* **Work to be completed**: Repeat each of the following records word for word, keeping their original order.

* **Input data**:
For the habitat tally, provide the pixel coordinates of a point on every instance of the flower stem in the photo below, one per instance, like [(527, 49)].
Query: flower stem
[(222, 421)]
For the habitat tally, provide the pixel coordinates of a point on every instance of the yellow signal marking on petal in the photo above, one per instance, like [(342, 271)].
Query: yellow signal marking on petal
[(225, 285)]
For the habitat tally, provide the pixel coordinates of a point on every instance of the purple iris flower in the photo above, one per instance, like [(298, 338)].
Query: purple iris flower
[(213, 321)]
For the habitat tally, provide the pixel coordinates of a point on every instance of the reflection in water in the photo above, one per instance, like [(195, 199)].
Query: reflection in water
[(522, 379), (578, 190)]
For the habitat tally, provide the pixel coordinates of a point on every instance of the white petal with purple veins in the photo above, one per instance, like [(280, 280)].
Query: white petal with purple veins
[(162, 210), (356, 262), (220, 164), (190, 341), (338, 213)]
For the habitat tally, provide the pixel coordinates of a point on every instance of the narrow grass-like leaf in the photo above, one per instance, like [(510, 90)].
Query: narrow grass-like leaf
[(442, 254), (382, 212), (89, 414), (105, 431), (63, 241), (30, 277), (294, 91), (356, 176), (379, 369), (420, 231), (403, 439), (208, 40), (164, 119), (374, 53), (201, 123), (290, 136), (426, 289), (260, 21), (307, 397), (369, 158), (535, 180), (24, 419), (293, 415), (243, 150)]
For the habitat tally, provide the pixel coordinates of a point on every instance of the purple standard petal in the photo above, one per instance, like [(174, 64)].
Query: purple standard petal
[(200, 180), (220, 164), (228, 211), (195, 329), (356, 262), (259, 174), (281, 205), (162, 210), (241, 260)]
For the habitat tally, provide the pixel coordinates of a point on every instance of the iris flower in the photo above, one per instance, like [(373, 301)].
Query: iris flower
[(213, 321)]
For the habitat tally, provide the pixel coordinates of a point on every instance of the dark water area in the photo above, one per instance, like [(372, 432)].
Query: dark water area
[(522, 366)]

* **Task output**:
For the habitat tally, provide the pixel coordinates of a point on every instance of the flower stem in the photo below, one per instance, like [(527, 49)].
Query: flower stem
[(222, 421)]
For the habitat tally, provide the pixel coordinates of a point on every instance of the yellow signal marking on petal in the photo above, one per instance, like [(342, 271)].
Query: yellow signal marking on petal
[(225, 285)]
For the habitat tally, provide the pixel coordinates of a point on every instance of the purple iris flower in the photo above, one per instance, like [(298, 338)].
Query: purple iris flower
[(213, 321)]
For the habitat tally, provide the pixel coordinates of a point on every instance of the reflection in water in the photo above, one per instance, like [(195, 199)].
Query: reflection in water
[(522, 379), (578, 190)]
For the habitat tally, provide the pixel coordinates of a point on every instance of the white petal with purple veins in the photo above, one per instance, like [(280, 280)].
Query: white petal with purple veins
[(162, 210), (356, 262), (220, 164), (190, 341), (338, 213)]
For the habitat tally, provide the pixel coordinates of a point on every instance of the narrow grass-like leaf in the photo above, one per instance, like [(510, 90)].
Query: narrow grass-like leaf
[(442, 254), (382, 212), (89, 414), (105, 431), (63, 241), (30, 277), (294, 91), (356, 176), (379, 369), (420, 231), (403, 439), (208, 40), (164, 119), (374, 53), (201, 123), (290, 136), (426, 289), (260, 21), (307, 397), (369, 158), (535, 180), (24, 419), (293, 415), (243, 150)]
For the habitat tally, provide the pixel coordinates of a point on every instance of the purple standard petal in the photo above, one per instance, like [(174, 64)].
Query: purple standard petal
[(200, 180), (220, 164), (228, 211), (195, 329), (356, 262), (259, 174), (281, 205), (162, 210), (241, 260)]
For the habitat tally, provide the pixel coordinates of a point on every instance of the iris flower in the photo above, one per instance, like [(373, 301)].
Query: iris flower
[(213, 321)]
For the habitat tally, provide the pixel coordinates of a point on every instance of the dark water area in the photo above, one per instance, like [(372, 432)].
Query: dark water area
[(522, 366)]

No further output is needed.